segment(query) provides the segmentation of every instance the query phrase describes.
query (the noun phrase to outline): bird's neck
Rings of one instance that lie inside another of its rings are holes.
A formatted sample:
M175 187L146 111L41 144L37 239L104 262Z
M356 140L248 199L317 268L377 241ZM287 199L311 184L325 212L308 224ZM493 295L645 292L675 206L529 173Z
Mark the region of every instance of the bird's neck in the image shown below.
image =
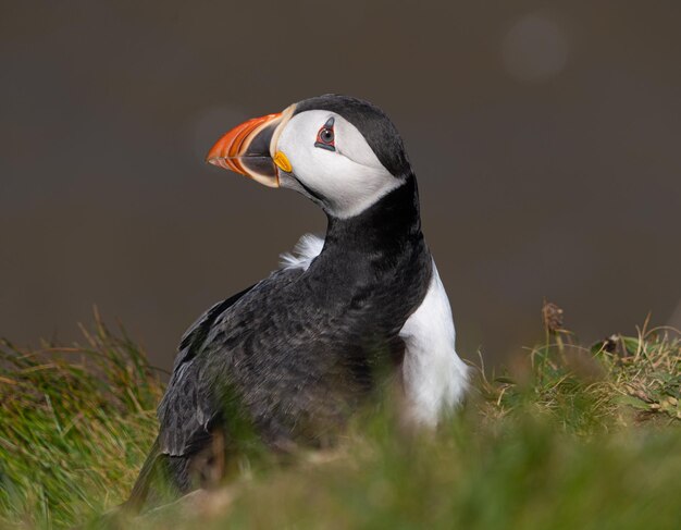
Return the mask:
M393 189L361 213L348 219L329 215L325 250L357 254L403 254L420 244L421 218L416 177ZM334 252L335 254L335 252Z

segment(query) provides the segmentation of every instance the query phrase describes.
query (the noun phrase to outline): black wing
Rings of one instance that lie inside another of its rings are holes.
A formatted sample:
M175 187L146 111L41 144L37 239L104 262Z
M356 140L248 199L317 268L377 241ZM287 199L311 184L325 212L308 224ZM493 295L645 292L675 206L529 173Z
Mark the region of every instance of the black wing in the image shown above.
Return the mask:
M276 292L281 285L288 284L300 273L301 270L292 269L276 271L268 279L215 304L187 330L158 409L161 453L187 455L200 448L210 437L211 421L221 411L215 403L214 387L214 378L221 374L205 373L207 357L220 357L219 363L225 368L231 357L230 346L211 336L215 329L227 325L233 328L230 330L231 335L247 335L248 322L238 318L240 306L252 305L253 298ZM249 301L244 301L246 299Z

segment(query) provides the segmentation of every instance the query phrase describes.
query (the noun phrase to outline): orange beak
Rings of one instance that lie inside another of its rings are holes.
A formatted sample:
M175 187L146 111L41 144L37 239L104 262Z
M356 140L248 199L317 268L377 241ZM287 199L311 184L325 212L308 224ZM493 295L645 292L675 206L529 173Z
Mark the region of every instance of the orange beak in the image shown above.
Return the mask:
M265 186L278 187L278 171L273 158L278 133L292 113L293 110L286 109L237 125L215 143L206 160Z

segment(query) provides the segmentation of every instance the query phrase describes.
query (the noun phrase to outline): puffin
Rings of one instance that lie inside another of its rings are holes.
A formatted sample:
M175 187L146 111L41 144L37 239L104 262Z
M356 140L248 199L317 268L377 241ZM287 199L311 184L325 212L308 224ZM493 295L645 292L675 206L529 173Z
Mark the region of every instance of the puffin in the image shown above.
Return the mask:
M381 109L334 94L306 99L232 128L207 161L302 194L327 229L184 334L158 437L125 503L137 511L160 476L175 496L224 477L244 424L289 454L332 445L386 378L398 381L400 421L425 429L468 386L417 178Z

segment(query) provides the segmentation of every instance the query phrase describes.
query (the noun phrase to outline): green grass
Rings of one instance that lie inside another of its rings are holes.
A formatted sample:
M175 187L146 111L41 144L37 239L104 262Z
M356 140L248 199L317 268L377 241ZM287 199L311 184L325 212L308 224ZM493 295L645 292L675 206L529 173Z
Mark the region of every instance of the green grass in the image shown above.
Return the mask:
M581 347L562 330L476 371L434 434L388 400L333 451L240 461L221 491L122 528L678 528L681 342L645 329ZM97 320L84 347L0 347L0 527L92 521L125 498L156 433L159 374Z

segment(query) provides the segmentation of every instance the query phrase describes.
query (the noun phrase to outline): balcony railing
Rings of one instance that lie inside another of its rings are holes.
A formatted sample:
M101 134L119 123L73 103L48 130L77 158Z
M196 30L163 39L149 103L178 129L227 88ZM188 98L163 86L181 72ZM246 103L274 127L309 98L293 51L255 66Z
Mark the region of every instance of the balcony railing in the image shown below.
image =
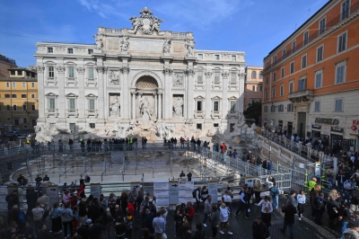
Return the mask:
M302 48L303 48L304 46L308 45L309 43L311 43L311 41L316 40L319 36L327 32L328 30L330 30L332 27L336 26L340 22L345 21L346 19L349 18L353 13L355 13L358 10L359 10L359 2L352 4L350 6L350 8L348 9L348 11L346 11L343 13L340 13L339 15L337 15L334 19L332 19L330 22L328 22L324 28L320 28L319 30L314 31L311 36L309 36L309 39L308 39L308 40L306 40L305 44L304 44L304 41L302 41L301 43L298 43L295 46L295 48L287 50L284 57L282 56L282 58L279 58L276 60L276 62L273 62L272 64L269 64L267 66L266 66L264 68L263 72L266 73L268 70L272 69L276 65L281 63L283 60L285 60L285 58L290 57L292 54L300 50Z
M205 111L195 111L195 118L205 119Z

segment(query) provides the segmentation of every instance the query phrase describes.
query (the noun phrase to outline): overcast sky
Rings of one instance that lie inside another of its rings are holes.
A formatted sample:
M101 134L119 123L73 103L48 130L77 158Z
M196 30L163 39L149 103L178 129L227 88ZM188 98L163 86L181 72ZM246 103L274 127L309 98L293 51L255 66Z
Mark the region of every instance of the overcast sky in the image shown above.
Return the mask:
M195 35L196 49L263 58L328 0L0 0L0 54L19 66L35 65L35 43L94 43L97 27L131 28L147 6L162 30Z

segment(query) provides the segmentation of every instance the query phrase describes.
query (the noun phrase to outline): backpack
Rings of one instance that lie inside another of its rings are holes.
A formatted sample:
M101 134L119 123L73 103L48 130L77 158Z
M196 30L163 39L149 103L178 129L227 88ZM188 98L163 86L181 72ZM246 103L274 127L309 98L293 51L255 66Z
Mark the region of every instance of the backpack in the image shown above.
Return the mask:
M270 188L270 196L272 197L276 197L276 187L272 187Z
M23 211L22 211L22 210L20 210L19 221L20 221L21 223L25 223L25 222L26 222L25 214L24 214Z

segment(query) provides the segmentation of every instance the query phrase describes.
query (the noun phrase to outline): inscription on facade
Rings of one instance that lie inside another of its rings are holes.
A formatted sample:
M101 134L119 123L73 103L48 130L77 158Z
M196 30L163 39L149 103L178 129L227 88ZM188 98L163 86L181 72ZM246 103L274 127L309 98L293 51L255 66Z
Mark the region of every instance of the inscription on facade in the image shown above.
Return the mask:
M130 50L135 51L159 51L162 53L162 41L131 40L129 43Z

··········

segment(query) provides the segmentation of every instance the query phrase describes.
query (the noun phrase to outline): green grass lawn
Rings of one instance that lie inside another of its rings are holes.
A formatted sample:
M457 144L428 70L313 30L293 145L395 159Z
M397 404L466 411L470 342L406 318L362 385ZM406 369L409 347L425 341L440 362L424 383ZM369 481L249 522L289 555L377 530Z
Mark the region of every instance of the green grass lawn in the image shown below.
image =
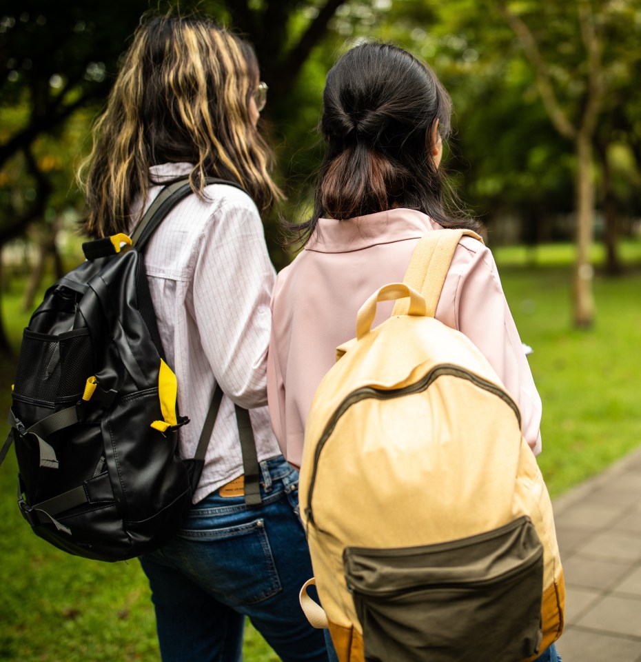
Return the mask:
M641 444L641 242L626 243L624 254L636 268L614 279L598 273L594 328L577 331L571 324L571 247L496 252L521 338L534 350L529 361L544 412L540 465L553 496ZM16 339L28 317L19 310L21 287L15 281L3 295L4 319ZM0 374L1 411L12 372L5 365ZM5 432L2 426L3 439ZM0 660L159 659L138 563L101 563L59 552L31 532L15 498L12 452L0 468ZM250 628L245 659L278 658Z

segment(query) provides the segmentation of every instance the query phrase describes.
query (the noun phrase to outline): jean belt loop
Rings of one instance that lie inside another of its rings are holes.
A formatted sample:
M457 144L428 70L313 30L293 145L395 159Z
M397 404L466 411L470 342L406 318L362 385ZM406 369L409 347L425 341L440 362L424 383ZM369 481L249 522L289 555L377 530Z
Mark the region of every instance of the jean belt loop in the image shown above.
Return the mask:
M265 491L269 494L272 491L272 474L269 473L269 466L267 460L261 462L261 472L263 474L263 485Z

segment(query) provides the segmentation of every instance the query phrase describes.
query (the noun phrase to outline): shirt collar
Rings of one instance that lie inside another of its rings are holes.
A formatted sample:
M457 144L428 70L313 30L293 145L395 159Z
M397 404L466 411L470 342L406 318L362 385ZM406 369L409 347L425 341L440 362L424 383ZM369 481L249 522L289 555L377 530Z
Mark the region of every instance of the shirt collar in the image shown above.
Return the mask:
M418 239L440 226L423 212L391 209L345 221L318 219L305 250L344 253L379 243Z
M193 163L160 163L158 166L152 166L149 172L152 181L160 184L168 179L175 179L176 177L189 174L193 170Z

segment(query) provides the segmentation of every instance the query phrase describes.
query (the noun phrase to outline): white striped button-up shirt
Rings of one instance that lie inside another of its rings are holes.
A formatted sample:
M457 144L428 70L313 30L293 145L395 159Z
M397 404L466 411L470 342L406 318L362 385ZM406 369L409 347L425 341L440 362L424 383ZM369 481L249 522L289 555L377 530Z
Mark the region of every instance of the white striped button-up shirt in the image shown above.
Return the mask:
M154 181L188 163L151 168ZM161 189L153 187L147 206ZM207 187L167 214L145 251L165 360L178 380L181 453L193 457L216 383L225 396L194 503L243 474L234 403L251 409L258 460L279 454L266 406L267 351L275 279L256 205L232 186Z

··········

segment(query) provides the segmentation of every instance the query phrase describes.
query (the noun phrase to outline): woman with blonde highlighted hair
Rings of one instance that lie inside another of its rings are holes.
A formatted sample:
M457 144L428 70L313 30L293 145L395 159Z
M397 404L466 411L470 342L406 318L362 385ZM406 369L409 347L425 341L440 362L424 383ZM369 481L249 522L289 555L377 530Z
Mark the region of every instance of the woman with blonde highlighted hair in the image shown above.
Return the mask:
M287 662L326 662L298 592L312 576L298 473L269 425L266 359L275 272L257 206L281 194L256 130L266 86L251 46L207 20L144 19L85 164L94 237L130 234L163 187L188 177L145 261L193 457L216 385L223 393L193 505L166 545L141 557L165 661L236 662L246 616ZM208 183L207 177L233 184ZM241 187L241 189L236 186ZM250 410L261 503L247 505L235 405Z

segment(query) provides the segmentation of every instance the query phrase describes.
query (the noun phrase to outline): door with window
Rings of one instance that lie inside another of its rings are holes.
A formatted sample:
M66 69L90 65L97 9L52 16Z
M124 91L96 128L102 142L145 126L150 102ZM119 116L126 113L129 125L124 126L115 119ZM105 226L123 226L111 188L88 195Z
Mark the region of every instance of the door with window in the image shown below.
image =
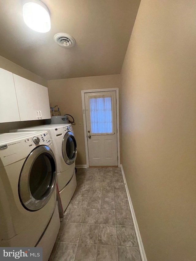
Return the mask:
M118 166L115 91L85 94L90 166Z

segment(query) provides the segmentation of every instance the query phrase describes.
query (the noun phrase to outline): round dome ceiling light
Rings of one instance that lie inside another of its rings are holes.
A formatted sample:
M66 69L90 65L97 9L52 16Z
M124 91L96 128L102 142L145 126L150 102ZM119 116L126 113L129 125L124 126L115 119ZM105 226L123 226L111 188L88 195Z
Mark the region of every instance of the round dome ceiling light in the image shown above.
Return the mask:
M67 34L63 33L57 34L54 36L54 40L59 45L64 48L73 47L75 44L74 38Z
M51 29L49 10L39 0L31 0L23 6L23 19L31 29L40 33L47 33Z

··········

PROBLEM DETAILS
Report, in full, each line of the material above that contains the string "button".

SOLVED EXERCISE
query (the noun phrase to outline): white striped button-up shirt
Mark the region of every instance of the white striped button-up shirt in the image shown above.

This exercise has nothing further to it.